Listed entries –
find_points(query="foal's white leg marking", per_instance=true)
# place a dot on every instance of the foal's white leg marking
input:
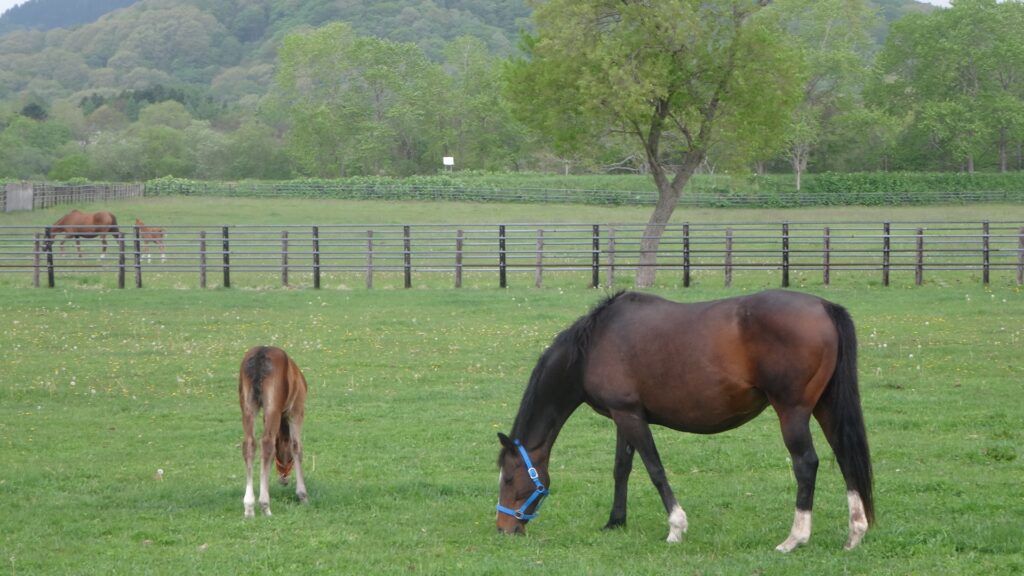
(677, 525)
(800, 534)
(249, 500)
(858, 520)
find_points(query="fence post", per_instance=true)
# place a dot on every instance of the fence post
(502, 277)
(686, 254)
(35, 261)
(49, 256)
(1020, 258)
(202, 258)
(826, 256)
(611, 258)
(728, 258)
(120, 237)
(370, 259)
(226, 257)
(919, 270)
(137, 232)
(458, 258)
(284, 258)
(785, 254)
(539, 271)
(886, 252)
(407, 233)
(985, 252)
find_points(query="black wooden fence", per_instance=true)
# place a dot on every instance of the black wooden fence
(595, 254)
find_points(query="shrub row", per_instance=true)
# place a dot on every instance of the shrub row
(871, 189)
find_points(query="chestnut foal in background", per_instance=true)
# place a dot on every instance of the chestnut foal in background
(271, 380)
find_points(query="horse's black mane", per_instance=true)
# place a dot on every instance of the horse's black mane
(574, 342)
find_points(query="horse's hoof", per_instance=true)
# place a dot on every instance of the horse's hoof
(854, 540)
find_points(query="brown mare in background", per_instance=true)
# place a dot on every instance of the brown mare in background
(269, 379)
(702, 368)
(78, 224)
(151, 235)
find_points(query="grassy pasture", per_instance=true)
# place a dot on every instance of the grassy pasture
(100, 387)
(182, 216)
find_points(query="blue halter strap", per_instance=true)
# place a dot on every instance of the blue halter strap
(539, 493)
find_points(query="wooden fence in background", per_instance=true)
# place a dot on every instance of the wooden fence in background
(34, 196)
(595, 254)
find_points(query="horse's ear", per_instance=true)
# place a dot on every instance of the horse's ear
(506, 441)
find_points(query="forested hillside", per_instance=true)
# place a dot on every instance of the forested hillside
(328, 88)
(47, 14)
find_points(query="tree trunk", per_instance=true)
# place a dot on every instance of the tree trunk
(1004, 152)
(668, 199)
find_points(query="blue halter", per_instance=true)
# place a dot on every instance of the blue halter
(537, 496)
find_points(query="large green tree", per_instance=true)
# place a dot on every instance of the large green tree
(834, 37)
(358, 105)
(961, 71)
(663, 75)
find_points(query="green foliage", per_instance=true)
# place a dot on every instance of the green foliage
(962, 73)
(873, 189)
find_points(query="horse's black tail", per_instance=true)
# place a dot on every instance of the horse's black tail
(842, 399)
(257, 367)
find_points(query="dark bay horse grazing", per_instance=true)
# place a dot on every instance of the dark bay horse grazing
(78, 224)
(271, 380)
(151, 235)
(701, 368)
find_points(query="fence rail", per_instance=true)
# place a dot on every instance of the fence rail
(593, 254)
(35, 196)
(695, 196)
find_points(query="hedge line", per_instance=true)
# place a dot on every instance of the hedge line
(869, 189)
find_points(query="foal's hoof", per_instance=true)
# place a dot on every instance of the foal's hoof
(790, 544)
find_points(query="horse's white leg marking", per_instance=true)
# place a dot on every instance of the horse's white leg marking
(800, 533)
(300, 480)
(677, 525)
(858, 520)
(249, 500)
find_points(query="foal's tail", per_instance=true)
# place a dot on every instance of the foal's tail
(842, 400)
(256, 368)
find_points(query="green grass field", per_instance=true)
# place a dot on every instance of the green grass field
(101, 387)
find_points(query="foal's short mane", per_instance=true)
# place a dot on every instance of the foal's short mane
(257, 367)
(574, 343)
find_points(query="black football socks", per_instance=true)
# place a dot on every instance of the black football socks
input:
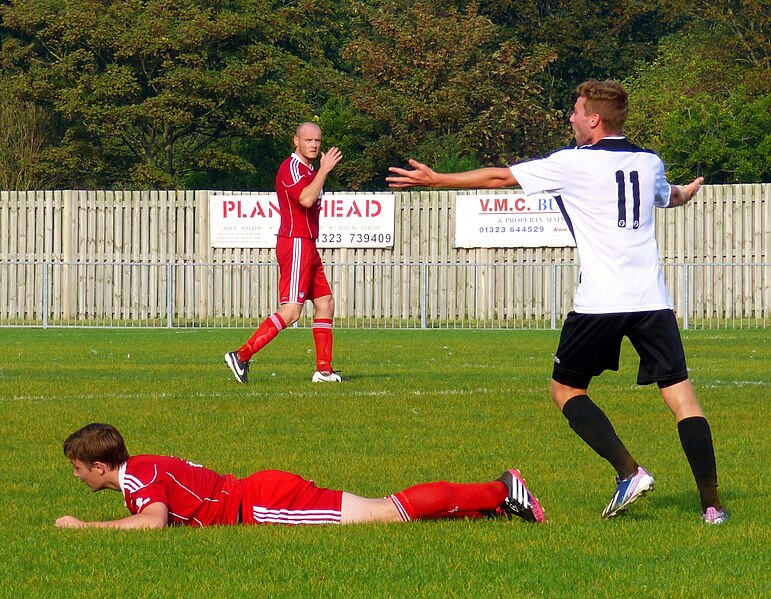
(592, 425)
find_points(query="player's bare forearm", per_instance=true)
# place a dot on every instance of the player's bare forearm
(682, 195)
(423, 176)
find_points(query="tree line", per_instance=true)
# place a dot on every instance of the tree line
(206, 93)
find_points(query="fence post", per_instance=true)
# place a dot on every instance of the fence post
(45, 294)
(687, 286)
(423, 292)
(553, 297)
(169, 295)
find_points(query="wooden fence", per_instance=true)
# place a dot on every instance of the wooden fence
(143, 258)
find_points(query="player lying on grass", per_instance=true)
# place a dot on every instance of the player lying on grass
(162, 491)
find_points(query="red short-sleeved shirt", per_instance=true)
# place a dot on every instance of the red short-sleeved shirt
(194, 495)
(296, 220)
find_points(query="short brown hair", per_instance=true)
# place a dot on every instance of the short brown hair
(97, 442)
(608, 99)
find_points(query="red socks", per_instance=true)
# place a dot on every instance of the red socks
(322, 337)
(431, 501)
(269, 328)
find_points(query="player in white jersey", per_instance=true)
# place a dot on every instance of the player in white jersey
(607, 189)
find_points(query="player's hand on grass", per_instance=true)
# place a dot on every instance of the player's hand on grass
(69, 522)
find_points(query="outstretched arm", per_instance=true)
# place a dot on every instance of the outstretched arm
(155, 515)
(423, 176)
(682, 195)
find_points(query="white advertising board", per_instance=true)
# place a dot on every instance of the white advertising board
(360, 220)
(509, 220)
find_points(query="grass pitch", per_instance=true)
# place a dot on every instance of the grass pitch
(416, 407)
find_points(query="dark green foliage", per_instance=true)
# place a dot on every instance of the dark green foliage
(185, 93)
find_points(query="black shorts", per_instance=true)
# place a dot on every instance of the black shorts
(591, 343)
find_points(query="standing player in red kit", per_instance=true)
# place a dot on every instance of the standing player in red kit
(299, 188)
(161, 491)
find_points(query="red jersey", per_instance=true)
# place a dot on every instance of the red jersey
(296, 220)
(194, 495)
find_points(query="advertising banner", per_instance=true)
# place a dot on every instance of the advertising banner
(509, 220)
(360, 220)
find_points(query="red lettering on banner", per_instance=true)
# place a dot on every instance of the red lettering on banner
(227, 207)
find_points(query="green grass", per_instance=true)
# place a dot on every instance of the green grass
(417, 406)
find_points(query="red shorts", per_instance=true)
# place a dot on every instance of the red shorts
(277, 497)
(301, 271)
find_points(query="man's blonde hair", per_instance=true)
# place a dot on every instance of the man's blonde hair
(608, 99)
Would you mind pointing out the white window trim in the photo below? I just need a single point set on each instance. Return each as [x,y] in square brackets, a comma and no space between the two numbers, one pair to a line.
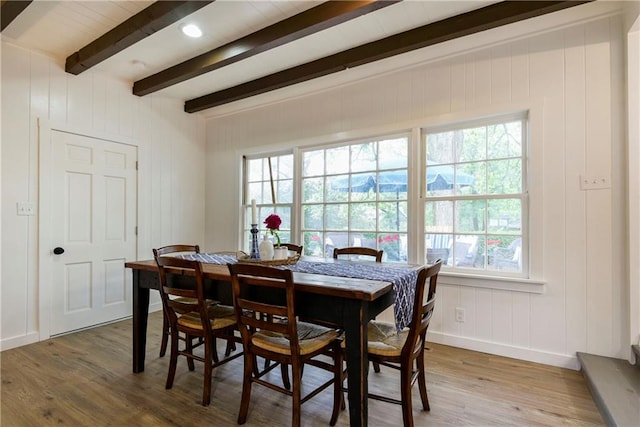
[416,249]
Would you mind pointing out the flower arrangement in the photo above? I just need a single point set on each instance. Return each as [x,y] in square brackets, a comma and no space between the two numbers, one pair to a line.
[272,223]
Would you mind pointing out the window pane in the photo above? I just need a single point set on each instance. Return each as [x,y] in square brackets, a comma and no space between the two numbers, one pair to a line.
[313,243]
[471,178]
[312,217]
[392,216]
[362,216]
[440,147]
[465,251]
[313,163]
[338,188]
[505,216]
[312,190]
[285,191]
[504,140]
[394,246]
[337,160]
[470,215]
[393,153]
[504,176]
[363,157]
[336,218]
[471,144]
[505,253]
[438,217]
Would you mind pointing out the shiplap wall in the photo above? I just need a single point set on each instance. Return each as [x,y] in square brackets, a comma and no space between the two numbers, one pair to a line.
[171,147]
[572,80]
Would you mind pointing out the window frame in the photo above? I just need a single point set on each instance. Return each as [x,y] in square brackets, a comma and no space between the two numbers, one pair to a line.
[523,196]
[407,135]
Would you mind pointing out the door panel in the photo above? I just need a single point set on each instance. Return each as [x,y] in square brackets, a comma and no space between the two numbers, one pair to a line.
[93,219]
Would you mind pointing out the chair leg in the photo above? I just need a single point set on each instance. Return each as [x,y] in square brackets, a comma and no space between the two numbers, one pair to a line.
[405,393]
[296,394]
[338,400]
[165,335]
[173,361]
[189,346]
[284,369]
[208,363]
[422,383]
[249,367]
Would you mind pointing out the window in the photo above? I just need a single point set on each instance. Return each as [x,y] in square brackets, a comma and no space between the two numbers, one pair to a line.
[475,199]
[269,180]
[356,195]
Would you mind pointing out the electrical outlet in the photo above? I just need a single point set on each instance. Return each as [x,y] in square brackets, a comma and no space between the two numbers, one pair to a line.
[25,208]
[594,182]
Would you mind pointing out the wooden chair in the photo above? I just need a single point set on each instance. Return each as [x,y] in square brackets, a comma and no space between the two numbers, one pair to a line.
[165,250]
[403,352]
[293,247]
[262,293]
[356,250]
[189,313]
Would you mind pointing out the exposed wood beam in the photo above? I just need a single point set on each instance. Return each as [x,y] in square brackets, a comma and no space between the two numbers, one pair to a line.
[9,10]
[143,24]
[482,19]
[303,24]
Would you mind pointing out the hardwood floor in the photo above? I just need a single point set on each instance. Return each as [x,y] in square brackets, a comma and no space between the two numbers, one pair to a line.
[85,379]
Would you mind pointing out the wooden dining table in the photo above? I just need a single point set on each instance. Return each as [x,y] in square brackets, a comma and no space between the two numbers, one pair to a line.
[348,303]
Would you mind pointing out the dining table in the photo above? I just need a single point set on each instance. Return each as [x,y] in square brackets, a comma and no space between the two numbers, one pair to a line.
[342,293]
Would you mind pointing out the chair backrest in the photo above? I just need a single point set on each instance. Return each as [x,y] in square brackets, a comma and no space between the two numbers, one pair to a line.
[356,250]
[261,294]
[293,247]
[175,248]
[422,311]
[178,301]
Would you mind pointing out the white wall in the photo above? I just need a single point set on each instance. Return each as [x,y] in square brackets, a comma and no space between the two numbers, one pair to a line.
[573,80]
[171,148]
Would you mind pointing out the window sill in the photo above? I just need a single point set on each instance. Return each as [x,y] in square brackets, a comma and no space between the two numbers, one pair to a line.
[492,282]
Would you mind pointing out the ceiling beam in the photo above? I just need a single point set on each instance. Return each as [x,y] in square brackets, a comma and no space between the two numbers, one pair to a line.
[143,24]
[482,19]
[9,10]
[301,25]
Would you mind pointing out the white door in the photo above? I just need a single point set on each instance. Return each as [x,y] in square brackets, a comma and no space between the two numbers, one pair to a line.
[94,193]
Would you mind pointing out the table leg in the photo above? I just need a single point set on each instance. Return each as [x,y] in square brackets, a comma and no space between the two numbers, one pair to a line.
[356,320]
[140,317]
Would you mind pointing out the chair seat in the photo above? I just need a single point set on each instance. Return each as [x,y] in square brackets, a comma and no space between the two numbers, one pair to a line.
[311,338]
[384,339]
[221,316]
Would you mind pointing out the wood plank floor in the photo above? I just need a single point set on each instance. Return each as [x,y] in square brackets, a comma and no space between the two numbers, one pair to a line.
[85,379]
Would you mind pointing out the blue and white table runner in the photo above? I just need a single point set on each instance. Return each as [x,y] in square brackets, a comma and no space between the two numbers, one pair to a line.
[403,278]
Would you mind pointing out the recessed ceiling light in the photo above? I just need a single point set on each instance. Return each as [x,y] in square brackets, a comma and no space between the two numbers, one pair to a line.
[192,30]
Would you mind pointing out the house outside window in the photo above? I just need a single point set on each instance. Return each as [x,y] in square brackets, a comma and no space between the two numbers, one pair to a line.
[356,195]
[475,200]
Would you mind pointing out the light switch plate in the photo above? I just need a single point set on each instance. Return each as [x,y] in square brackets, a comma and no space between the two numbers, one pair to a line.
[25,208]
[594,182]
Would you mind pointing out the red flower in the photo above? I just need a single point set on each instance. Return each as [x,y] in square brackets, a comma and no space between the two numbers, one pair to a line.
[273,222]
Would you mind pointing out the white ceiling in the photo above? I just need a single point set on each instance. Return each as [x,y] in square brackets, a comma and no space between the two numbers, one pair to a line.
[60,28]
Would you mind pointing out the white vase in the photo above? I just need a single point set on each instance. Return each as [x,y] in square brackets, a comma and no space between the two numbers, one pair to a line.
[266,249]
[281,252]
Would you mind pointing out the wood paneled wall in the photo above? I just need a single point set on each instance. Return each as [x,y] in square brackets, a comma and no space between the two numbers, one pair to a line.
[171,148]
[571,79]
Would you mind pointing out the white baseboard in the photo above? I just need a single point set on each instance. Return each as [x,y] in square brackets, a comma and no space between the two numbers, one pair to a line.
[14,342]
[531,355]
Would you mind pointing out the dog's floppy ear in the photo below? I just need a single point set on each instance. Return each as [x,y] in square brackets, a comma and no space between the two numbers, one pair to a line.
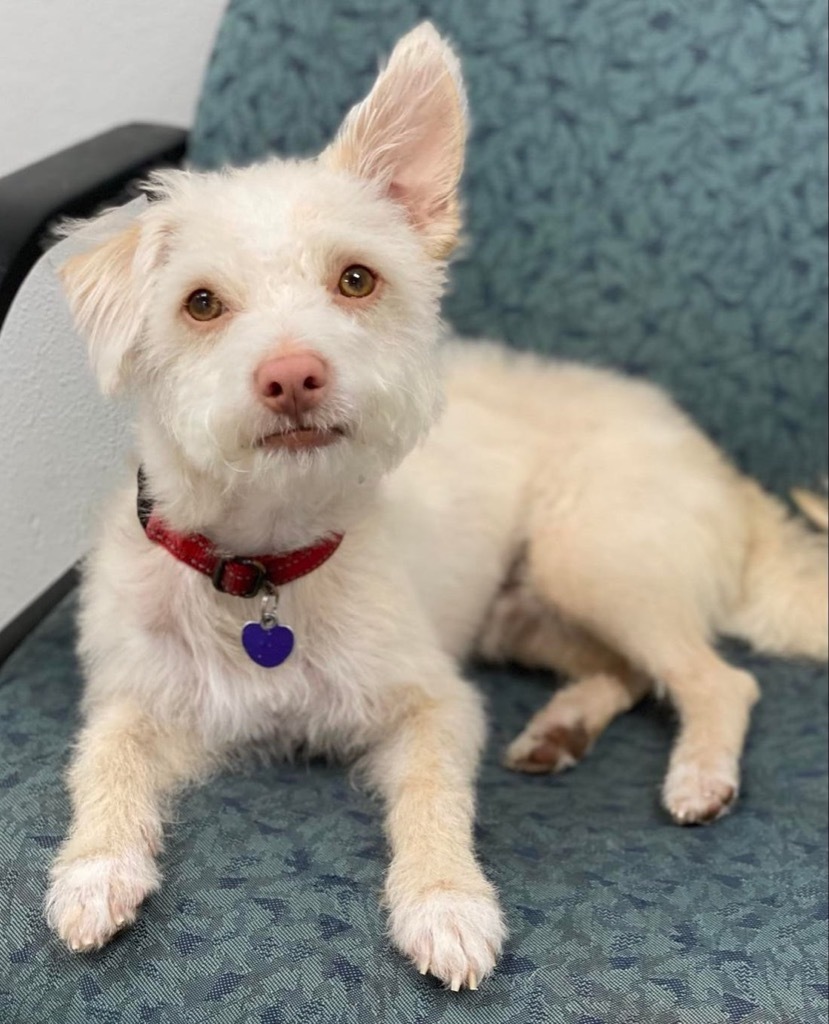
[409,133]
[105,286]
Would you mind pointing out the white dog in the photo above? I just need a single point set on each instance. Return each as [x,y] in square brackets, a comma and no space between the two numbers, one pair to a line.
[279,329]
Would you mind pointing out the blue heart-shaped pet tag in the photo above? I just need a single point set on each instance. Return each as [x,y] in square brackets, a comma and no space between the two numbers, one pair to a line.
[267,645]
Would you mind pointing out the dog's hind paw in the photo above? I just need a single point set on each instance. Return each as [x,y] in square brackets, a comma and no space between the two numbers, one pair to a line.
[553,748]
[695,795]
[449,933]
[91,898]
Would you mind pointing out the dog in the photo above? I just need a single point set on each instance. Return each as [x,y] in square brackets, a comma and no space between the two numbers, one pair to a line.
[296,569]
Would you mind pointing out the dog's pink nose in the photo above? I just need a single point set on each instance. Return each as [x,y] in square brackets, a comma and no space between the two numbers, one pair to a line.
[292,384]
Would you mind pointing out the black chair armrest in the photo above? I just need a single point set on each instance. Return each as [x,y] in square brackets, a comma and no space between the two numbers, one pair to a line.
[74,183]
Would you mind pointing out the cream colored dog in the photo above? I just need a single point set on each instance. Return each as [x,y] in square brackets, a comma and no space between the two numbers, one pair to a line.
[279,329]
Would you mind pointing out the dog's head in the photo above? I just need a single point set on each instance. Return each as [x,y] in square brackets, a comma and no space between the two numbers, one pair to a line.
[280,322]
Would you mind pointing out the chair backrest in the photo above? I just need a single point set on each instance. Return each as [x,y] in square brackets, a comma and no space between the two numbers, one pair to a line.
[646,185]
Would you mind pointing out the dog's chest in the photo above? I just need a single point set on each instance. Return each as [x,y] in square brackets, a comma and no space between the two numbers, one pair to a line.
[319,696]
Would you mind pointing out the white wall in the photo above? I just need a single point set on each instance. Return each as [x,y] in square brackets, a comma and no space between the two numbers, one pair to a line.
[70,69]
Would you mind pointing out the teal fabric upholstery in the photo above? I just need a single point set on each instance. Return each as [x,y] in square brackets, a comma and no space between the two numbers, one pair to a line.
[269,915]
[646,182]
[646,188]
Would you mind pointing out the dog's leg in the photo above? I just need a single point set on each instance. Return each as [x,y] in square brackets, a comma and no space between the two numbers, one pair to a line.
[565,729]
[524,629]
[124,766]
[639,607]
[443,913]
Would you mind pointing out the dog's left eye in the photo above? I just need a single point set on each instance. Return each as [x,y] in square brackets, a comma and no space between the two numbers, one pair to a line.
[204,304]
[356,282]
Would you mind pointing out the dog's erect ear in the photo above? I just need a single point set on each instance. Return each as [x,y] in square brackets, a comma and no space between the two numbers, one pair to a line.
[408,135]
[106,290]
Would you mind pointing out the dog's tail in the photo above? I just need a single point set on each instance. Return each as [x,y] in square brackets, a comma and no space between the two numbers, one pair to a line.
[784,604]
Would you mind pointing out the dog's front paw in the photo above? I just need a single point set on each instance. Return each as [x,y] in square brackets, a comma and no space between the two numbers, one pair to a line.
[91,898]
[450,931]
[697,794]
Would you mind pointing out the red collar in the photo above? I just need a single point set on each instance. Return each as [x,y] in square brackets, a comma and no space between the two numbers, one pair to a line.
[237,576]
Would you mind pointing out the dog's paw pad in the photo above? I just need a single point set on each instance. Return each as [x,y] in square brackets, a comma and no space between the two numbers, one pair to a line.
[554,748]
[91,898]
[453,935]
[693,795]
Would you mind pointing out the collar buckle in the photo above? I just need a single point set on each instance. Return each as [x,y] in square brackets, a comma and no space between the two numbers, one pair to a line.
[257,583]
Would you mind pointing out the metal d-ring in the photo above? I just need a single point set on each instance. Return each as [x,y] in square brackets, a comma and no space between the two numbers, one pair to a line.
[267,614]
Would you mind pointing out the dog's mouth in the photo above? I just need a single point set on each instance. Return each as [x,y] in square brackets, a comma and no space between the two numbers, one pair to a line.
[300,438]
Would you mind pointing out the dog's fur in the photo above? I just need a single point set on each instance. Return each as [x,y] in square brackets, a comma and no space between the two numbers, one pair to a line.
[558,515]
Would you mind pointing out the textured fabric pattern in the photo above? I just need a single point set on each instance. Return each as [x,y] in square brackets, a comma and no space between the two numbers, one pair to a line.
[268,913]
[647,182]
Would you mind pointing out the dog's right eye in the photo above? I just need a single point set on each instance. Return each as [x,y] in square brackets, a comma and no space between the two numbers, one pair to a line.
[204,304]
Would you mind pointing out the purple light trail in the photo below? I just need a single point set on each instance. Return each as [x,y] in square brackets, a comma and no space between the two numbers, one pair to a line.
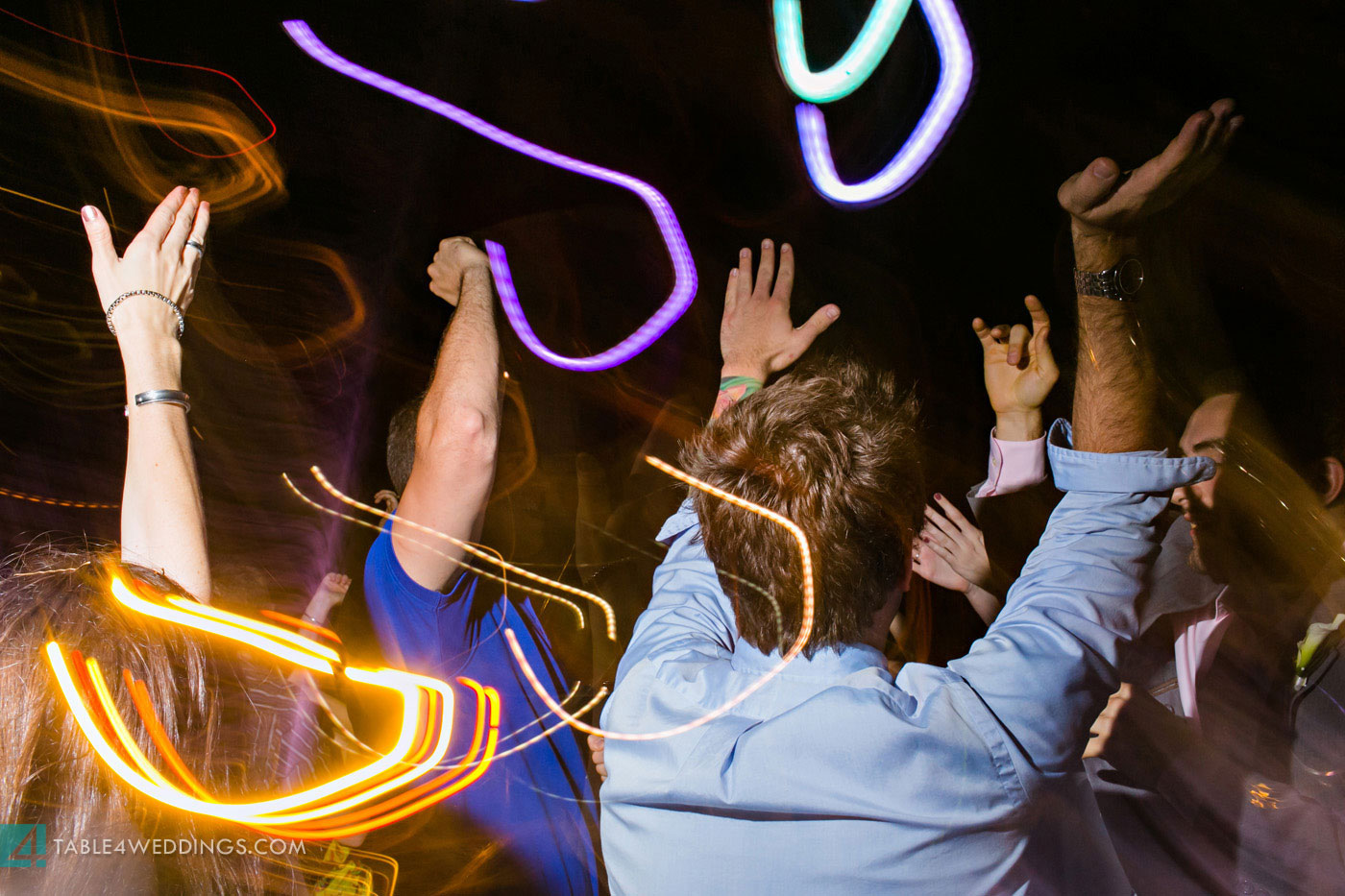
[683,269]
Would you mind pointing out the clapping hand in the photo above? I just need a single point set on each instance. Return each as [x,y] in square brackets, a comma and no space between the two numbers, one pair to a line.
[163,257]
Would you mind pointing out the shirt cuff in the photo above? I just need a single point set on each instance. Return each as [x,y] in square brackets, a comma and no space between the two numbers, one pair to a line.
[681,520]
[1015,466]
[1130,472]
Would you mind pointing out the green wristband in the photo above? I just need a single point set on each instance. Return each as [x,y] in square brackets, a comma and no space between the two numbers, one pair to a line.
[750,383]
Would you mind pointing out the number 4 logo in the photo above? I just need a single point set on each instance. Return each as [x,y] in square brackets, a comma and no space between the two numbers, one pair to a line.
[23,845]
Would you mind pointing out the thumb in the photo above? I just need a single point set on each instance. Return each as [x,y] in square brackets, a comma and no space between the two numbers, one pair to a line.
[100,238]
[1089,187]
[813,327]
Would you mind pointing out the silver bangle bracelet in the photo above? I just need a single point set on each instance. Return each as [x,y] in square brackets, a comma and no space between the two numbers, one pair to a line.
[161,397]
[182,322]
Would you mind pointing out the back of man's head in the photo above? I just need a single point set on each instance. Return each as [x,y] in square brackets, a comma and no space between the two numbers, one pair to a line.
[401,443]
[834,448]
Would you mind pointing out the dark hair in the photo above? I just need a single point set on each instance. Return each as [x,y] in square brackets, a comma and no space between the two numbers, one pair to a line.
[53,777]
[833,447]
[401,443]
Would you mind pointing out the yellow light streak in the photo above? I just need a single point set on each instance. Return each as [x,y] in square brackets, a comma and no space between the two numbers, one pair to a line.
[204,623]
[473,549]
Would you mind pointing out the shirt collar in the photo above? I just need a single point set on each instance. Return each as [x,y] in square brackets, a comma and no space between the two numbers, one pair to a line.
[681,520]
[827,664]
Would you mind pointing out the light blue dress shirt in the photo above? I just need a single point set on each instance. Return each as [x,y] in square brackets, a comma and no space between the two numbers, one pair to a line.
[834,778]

Activity –
Search the data for the string "football" and copy out every line where it is found.

Your response –
find_points(query="black football socks", per_instance=true)
# place a dot on every instance of the black football socks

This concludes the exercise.